### [GIVEN EXERCISE]
Copy each row below word for word, leaving the pictures out.

### [GIVEN DATA]
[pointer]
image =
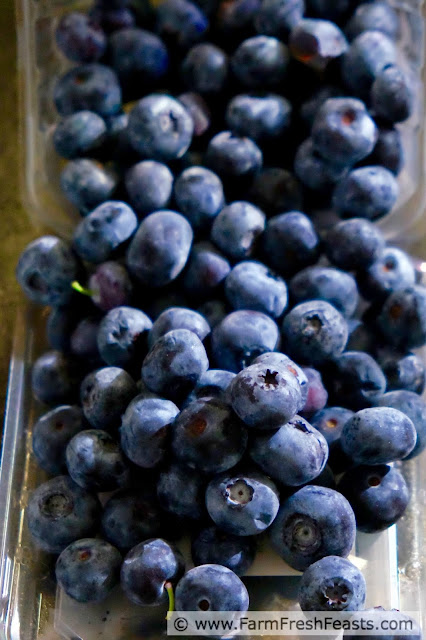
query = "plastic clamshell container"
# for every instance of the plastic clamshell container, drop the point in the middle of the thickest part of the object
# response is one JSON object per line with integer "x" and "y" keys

### [RIGHT ANSWER]
[pointer]
image =
query = "plastic clamshell container"
# for every instance of the plastic clamshell container, drop the point in the middle of the thickest part of the object
# response is one JSON object per line with integer "x" and "y" keys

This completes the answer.